**Excerpt**
☆ ☆ ☆

3.18.2011 | 0 Comments
All Christians are to live as saints—all are to live their lives in continuity with that long line of women and men whose witness shows us the infinite variety of paths holiness must take if we together are to enlarge the harvest of love. It is the “communion of saints,” so neglected among Protestants, who not only bid us to follow, but also show us the way until we make that way our own.
3.10.2011 | 0 Comments
Hatred’s making a come-back. Across the board. So easy to fall in behind this new bigotry and take part. I ran across this today in my early reading–from Thomas Merton’s New Seeds of Contemplation:
“Those who cannot love feel unworthy, and at the same time feel that somehow no one is worthy. Perhaps they cannot feel love because they think they are unworthy of love, and because of that they also think no one is worthy. The beginning of the fight against hatred, the basic Christian response to hatred, is not the commandment to love, but what must necessarily come before in order to make the commandment bearable and comprehensible. It is a prior commandment, to believe. The root of Christian love is not the will to love, but the faith that one is loved. The faith that one is loved by God. That faith that one is loved by God although unworthy–or, rather, irrespective of one’s worth!”
3.03.2011 | 0 Comments
Nonjudgment requires humility. “Have no confidence in your own virtuousness. Do not worry about a thing once it has been done. Control your tongue and your belly” (St. Anthony).
And it requires patience, a patience that trusts that God will work all things out and that you are rarely competent to judge the path rightly. In fact, it knows that you by your own presumption will usually screw things up.
Nonjudgment, therefore, is nourished by a contemplative nonattachment to the false self.
If you’re attached to the many masks of your false or fallen self, you’ll be unable to judge rightly when necessary and instead will probably end up clobbering yourself and others.
3.01.2011 | 0 Comments
Nonjudgment is the intentional ceding to God the sole role of judge; we refuse to take God’s judgment into human hands.
Nonjudgment lives in submission to Jesus’ explicit teaching in the Sermon on the Mount.
Nonjudgment is a “paying forward” of the grace a mercy received by the sinner from Christ; by practicing nonjudgmental we preach the gospel (John 20.23). Improvising on this text, the Desert Fathers say: “When we cover a brother’s sin, God covers our sin; when we tell people about our brother’s guilt, God does the same with ours.”

☆ ☆ ☆

**Given problem 1**
Translate this sentence from the excerpt into Spanish: "The root of Christian love is not the will to love, but the faith that one is loved."
**Given problem 2**
Condense the paragraph of the excerpt that begins "All Christians are to live as saints" into a shorter version that keeps its main points.
**Given problem 3**
Quote the excerpt's passage between "If you’re attached" and "yourself and others.", inclusive.

☆ ☆ ☆

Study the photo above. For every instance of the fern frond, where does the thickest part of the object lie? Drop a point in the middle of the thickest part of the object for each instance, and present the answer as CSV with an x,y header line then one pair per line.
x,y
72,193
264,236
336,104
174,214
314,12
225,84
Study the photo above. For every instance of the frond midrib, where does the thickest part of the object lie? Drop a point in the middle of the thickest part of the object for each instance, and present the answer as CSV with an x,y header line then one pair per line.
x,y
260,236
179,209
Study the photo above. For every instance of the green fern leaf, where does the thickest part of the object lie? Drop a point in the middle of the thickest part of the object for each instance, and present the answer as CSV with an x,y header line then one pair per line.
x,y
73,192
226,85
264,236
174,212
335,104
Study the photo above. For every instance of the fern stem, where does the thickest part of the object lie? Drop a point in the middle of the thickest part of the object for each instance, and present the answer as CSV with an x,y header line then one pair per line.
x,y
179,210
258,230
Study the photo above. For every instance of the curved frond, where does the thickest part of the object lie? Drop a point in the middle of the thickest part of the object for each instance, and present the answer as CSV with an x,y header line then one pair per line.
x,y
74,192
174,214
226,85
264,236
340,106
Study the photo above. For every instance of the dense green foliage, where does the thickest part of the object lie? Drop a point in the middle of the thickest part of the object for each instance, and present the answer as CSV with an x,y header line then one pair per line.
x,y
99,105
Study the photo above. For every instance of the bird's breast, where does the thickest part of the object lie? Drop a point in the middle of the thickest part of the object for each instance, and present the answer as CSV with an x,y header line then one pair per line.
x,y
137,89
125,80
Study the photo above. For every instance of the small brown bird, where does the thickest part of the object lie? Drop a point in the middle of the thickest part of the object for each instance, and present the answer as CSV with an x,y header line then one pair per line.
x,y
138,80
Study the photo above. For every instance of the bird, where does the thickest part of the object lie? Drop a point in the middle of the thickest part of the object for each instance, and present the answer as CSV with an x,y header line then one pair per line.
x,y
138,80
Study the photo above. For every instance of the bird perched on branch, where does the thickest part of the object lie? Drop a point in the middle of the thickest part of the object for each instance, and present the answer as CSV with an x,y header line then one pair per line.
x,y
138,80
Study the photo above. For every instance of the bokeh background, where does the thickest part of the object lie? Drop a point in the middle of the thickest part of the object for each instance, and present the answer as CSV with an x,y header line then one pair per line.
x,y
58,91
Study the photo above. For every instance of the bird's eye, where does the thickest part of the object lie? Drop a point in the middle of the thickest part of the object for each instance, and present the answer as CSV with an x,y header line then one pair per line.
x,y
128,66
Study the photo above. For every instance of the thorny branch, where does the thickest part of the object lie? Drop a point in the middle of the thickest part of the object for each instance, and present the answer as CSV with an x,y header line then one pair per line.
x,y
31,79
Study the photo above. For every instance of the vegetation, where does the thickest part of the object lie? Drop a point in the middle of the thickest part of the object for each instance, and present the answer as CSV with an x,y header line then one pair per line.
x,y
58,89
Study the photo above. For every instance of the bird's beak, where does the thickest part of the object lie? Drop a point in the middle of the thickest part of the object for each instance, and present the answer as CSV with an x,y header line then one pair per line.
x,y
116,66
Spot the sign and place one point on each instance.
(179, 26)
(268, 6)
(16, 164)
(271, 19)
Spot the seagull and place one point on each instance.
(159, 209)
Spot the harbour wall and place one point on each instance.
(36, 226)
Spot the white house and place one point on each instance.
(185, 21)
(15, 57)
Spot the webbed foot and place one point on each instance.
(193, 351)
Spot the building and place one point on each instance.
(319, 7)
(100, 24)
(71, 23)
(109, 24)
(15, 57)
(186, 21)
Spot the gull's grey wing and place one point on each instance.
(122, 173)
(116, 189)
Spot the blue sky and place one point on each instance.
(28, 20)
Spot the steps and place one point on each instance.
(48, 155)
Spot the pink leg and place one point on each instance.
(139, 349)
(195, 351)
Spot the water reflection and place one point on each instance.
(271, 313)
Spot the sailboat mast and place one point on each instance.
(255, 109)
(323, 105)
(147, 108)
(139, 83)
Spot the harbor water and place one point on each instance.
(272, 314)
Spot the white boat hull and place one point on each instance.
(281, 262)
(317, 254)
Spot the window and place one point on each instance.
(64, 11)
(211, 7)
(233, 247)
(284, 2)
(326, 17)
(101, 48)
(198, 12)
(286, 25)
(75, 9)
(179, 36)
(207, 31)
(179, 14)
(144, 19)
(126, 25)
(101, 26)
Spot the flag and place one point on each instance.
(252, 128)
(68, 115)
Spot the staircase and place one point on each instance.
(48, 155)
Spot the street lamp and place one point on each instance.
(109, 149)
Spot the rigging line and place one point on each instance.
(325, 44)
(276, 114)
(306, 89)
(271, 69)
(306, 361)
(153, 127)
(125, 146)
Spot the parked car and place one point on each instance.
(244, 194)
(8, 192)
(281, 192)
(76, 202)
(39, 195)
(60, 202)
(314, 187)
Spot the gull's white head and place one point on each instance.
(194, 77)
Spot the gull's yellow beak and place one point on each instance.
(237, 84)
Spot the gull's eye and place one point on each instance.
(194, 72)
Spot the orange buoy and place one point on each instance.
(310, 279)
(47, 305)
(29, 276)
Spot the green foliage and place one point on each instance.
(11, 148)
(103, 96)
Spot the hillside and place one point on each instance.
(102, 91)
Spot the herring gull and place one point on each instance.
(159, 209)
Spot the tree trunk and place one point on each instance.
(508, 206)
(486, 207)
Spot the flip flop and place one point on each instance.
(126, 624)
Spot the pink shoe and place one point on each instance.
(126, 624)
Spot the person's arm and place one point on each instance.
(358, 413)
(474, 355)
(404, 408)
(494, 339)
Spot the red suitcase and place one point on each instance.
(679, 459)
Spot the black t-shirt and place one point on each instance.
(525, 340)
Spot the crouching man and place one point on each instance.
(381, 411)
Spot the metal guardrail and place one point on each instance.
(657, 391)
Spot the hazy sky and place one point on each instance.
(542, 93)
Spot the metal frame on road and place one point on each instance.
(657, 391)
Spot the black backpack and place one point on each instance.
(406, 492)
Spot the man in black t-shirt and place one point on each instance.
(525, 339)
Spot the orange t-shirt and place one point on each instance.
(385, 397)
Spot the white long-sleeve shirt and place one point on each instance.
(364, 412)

☆ ☆ ☆

**Task result 1**
La raíz del amor cristiano no es la voluntad de amar, sino la fe en que uno es amado.

**Task result 2**
All Christians are called to live as saints, continuing the long line of women and men whose witness reveals the many paths holiness takes toward a greater harvest of love. The "communion of saints," largely neglected by Protestants, both urges us to follow and shows us the way until we make it our own.

**Task result 3**
If you’re attached to the many masks of your false or fallen self, you’ll be unable to judge rightly when necessary and instead will probably end up clobbering yourself and others.